▶ _Task item_
In this exercise, every entry is to be transcribed exactly as written.

Referring expression data

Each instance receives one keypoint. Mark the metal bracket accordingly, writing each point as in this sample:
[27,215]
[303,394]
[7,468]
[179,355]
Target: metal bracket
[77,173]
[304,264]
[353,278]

▶ _Your solution_
Each instance receives one keypoint. Mark the metal bracket accordingly, writing each point as in this sample:
[27,215]
[303,394]
[7,468]
[179,355]
Target: metal bracket
[77,173]
[304,264]
[353,278]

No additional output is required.